» Given exercise
Please collect every line of the entries below that contains the string "PLACE", treating uppercase and lowercase as different.

» Records to use
## start
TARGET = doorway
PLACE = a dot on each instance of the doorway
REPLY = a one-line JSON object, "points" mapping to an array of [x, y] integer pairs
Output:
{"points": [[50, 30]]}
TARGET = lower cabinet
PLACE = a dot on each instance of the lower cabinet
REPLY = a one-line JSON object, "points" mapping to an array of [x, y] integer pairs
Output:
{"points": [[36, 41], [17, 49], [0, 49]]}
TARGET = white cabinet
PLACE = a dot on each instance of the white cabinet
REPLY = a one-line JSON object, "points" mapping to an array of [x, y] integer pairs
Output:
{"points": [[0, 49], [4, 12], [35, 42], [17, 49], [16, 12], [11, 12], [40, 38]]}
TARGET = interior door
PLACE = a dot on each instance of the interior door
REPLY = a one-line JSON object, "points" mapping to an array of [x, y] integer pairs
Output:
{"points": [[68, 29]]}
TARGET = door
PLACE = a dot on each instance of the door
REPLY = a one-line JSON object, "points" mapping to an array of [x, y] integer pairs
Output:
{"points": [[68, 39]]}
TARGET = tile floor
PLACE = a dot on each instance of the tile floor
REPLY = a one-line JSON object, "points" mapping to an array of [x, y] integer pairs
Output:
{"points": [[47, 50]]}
## end
## start
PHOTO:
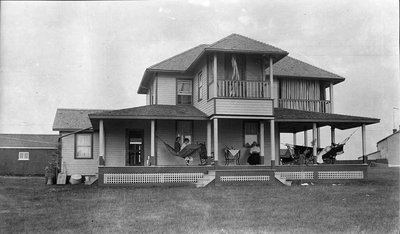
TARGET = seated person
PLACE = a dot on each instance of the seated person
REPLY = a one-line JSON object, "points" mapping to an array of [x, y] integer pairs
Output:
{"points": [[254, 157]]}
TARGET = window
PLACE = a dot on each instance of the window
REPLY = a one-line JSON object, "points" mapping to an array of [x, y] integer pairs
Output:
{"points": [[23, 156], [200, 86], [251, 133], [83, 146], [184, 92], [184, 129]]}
## end
» Result
PLACE = a dot on each instance of the doorway
PLACE = a dot on each instance of the lower cabinet
PLACE = a dot on each instance of the white cabinet
PLACE = a dot on each instance of the interior door
PLACE = a dot on each instance of the door
PLACE = a dot on each instance of the tile floor
PLACE = a dot on each instance of the seated person
PLACE = a dot on each instance of the window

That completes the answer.